- Dataset content:
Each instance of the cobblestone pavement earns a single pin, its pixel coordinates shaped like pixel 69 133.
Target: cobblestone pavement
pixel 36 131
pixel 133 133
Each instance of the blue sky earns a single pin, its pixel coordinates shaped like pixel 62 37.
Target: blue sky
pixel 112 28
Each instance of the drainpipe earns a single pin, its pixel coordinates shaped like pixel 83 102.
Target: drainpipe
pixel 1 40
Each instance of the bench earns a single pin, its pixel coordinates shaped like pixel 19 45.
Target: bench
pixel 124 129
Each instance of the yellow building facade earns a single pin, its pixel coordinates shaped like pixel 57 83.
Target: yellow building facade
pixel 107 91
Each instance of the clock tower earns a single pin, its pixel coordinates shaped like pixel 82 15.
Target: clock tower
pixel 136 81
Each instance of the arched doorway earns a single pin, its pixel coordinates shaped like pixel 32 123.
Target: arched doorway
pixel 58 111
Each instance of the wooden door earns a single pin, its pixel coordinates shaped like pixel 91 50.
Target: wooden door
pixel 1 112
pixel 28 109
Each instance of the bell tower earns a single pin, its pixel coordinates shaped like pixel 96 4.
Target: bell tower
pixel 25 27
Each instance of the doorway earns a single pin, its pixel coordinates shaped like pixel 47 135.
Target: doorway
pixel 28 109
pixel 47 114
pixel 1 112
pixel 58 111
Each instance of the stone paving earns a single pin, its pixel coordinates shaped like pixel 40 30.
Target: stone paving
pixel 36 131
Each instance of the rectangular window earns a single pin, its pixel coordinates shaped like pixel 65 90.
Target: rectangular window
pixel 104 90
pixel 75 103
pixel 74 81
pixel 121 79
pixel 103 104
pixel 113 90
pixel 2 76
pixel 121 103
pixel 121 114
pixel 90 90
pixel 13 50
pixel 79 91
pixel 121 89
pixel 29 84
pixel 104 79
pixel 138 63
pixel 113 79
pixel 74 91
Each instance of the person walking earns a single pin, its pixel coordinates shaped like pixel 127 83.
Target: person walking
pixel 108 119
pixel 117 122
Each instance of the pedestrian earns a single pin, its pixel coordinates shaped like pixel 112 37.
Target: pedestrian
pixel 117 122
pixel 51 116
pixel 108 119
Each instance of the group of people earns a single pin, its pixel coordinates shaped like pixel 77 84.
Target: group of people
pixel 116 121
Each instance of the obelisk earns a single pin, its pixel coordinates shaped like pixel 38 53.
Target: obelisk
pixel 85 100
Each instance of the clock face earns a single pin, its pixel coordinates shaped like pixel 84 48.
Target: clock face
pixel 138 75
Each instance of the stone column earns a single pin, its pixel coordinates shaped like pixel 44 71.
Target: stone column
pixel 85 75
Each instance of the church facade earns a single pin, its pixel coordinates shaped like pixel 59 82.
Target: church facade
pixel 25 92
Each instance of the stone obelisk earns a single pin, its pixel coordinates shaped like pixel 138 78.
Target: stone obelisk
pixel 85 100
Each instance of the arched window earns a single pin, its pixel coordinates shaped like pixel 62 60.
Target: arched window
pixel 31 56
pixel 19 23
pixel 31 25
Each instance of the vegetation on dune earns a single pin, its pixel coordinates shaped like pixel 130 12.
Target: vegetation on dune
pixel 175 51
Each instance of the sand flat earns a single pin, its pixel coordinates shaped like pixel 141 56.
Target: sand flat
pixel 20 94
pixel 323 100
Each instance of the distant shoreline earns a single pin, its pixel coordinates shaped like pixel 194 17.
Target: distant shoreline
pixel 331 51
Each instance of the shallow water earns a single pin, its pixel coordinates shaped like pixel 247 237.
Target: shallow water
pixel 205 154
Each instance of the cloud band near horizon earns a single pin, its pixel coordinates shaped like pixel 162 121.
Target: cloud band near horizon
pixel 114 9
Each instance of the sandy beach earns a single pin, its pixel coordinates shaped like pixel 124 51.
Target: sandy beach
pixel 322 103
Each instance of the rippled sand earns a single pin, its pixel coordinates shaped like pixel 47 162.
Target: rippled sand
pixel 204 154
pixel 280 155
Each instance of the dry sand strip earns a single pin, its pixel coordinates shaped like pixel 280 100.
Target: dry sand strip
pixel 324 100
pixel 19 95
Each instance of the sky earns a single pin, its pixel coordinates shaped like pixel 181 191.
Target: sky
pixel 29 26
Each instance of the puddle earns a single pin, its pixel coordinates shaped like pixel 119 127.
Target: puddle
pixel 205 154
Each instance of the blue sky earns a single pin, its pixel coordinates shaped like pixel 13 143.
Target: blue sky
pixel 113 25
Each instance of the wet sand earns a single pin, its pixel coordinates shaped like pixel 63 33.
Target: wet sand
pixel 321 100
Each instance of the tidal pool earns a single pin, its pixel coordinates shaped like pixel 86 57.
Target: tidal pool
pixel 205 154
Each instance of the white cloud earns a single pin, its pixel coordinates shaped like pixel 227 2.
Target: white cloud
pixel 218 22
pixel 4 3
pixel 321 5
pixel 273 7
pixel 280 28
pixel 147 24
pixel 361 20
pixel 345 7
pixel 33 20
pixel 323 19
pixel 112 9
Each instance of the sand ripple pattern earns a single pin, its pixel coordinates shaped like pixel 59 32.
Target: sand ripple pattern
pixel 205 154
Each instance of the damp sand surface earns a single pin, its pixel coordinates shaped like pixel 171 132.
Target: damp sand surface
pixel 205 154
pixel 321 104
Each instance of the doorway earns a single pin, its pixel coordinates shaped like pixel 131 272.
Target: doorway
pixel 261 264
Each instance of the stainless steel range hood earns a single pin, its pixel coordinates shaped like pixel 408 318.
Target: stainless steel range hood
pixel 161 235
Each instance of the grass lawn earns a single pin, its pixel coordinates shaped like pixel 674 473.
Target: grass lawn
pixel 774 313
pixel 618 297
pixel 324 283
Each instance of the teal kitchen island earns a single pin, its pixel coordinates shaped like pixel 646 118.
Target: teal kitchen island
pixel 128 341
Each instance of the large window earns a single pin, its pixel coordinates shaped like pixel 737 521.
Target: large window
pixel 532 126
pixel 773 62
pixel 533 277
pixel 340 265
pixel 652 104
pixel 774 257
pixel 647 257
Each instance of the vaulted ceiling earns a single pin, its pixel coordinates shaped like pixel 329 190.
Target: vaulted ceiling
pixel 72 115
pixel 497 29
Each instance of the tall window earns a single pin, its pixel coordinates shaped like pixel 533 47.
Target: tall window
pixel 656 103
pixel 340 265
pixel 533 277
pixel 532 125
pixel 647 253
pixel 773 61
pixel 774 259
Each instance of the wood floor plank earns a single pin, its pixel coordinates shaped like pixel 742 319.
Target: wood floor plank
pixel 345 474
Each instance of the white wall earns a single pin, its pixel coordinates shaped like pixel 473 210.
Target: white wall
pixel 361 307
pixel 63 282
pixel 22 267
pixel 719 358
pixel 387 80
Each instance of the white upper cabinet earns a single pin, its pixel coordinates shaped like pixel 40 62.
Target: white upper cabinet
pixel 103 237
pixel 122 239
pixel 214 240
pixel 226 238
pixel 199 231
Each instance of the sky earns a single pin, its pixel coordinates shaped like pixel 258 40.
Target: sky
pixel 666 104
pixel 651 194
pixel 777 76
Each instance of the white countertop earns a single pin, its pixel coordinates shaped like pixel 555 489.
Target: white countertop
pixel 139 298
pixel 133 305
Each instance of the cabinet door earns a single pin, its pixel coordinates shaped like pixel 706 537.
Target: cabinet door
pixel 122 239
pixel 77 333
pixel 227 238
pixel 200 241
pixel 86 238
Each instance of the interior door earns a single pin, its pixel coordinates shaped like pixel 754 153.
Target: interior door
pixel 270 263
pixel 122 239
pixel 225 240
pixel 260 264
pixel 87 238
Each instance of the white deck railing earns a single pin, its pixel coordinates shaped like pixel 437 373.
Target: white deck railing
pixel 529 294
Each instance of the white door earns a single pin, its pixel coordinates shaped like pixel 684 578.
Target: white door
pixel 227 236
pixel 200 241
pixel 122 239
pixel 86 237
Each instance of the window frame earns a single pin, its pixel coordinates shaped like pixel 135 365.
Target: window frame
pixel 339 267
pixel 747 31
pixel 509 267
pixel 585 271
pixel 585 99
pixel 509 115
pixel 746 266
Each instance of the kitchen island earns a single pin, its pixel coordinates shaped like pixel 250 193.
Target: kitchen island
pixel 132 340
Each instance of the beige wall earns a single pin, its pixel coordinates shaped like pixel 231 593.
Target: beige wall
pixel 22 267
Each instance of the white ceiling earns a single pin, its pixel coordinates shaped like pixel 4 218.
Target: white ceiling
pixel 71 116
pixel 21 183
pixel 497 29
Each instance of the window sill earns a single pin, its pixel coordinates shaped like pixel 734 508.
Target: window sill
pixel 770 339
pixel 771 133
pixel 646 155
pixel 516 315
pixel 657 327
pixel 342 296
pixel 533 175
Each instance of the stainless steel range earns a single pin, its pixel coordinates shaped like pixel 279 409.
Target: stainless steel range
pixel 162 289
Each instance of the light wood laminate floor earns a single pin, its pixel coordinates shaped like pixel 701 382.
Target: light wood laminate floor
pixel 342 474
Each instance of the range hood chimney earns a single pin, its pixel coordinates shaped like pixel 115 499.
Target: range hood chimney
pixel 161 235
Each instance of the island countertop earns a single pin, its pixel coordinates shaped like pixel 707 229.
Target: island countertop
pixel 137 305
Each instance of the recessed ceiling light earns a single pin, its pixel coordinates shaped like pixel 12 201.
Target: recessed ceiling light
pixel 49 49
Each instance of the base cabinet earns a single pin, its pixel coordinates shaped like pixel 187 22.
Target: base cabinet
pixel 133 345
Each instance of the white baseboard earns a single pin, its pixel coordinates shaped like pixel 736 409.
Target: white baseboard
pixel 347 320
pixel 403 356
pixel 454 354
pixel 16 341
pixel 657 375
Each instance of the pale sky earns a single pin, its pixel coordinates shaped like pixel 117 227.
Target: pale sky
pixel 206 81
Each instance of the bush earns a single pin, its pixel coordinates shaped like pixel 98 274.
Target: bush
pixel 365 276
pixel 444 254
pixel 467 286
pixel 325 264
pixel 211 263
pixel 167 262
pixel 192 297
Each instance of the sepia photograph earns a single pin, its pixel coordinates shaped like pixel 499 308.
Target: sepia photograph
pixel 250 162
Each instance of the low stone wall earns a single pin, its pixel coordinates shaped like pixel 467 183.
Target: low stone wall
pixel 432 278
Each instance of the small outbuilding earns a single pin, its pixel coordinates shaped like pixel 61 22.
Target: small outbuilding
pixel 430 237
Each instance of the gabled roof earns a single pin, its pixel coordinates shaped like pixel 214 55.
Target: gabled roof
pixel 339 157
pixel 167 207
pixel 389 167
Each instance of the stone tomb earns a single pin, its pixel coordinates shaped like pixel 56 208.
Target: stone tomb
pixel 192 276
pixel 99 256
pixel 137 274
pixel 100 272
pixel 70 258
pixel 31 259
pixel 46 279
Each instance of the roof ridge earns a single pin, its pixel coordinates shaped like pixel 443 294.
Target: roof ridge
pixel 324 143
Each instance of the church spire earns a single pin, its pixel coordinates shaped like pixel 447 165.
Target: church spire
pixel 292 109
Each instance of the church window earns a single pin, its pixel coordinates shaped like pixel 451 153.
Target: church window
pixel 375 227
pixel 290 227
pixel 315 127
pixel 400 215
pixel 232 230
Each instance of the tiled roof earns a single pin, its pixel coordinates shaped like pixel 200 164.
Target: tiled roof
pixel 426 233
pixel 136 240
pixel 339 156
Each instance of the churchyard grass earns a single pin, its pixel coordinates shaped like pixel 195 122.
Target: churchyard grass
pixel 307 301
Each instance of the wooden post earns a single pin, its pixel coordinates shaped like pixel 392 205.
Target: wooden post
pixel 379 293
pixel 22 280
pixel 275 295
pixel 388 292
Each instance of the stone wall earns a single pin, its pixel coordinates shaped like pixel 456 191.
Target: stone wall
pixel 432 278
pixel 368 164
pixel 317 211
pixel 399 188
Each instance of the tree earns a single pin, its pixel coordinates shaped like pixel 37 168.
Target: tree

- Task brief:
Rewrite everything in the rows above, from the line containing "Each instance of the rectangular" down to the line containing "pixel 29 84", both included, as a JSON list of strings, one string per line, with blank lines omitted.

- Written solution:
[
  "Each instance of the rectangular window earns a single pin, its pixel coordinates shaped like pixel 65 90.",
  "Target: rectangular window",
  "pixel 104 90",
  "pixel 75 103",
  "pixel 74 81",
  "pixel 121 79",
  "pixel 103 104",
  "pixel 113 90",
  "pixel 2 76",
  "pixel 121 103",
  "pixel 121 114",
  "pixel 90 90",
  "pixel 13 50",
  "pixel 79 91",
  "pixel 121 89",
  "pixel 29 84"
]